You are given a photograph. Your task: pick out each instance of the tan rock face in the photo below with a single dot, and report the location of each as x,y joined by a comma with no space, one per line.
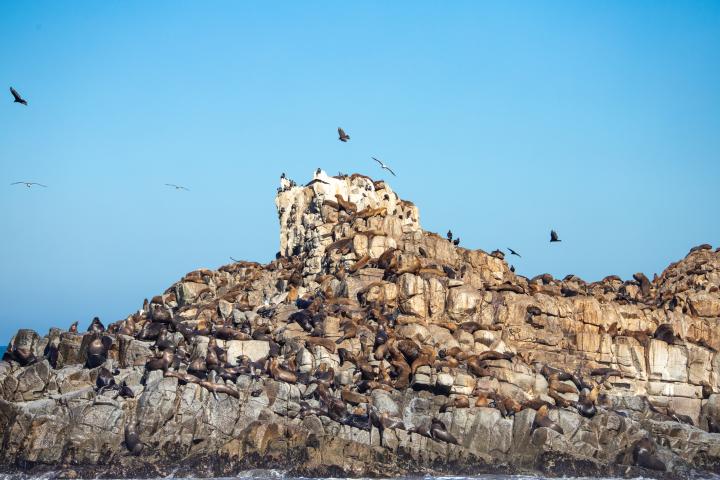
363,311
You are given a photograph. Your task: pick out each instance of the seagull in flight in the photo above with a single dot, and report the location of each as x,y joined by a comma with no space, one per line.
384,167
177,187
29,184
18,98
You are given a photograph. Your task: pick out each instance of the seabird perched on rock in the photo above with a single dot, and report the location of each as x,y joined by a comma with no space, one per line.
17,97
384,167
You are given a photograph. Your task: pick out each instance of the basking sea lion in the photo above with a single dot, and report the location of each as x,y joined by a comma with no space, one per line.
132,441
281,374
97,351
51,351
350,330
438,431
643,454
349,207
219,388
161,363
586,403
542,420
460,401
666,333
326,343
362,262
96,326
104,381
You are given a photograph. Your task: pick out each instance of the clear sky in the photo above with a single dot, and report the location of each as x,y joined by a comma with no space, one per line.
503,120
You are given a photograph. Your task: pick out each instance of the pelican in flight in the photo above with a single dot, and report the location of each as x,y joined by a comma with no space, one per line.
29,184
17,97
384,167
177,187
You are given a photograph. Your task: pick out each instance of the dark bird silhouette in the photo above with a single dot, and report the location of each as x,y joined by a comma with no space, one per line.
384,167
18,98
29,184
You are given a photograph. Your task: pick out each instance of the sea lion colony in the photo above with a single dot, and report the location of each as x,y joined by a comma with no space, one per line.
366,323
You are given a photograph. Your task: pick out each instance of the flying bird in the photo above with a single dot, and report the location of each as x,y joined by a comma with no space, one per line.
384,167
29,184
18,98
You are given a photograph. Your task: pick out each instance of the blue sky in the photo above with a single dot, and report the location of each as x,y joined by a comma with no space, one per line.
502,120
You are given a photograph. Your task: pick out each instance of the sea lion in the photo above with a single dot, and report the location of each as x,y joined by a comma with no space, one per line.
345,205
96,326
104,381
326,343
362,262
643,454
97,351
132,441
163,362
438,431
219,388
586,403
543,421
281,374
666,333
350,330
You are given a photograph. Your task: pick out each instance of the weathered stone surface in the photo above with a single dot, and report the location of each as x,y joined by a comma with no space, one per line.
363,311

________________________

--- STATED EXERCISE ---
Turn the records above into a Markdown table with the columns Row and Line, giving each nonblank line its own numbered row. Leave the pictures out of your answer.

--- ANSWER TO THE PROBLEM ---
| Row | Line |
|---|---|
| 1 | You are given a photograph. Your task: pick out each instance of the tan rock face in the photo below with a single dot, and report the location of each as x,y joined by a comma with no space, one per line. |
| 2 | 363,311 |
| 3 | You are given a photograph. Your task: pick out each instance of the seagull in flight in the photo above with a single dot, and report the location of each as x,y joined by a comma with no space, one per line. |
| 4 | 384,167 |
| 5 | 177,187 |
| 6 | 29,184 |
| 7 | 18,98 |
| 8 | You are given a photograph. Your task: pick out each instance of the seabird perched on rock in the photo above with a single dot, and report the location of each as x,y joined by a comma with no space, one per line. |
| 9 | 17,97 |
| 10 | 384,167 |
| 11 | You are given a photograph. Your task: pick out each instance of the basking sea lion in the photo above with a single dot, and report the location of each as x,y joined by a comma with no space, one per line. |
| 12 | 132,441 |
| 13 | 281,374 |
| 14 | 97,351 |
| 15 | 51,351 |
| 16 | 350,330 |
| 17 | 438,431 |
| 18 | 643,454 |
| 19 | 349,207 |
| 20 | 219,388 |
| 21 | 161,363 |
| 22 | 586,403 |
| 23 | 542,420 |
| 24 | 460,401 |
| 25 | 666,333 |
| 26 | 326,343 |
| 27 | 362,262 |
| 28 | 96,326 |
| 29 | 104,381 |
| 30 | You are given a photograph. Your task: pick out each instance of the clear sky in the photo above with a single dot, and report the location of each as x,y joined by a comma with no space, one per line. |
| 31 | 503,120 |
| 32 | You are given a photograph. Your task: pick out each instance of the pelican in flight in the photo above with a single dot, and report the location of each as x,y joined by a comma with no space, one per line. |
| 33 | 29,184 |
| 34 | 17,97 |
| 35 | 384,167 |
| 36 | 177,187 |
| 37 | You are given a photograph. Your task: pick out each instance of the dark bird silhouette in the photo above with a single dot, and report the location of each as x,y joined by a comma with no space, one per line. |
| 38 | 384,167 |
| 39 | 18,98 |
| 40 | 29,184 |
| 41 | You are given a photograph. Your task: pick out each instance of the sea lion colony in the photo above with a single dot, and report the location of each as x,y joined by a comma with no space, one per line. |
| 42 | 366,323 |
| 43 | You are given a photograph. Your task: pick out each instance of the flying bird in the photo above with a single dot, and report the location of each as x,y joined by a comma with no space, one per line. |
| 44 | 384,167 |
| 45 | 29,184 |
| 46 | 18,98 |
| 47 | You are given a photograph. Your task: pick out each instance of the blue sky in the photo above with a single dot, and report the location of each as x,y joined by a comma with no space, one per line. |
| 48 | 502,120 |
| 49 | You are given a photograph. Your task: pick out each instance of the sea lion in the photo above with a single dot, and report the location of each as x,y joined by a comma with no space, one per line. |
| 50 | 345,205 |
| 51 | 96,326 |
| 52 | 104,381 |
| 53 | 326,343 |
| 54 | 362,262 |
| 55 | 643,454 |
| 56 | 97,351 |
| 57 | 132,441 |
| 58 | 163,362 |
| 59 | 438,431 |
| 60 | 219,388 |
| 61 | 586,403 |
| 62 | 543,421 |
| 63 | 281,374 |
| 64 | 666,333 |
| 65 | 350,330 |
| 66 | You are given a photograph. Your task: pick out each instance of the weathered stone surface in the photo above with a single dot, and report the location of each as x,y joined by a comma with no space, one per line. |
| 67 | 363,311 |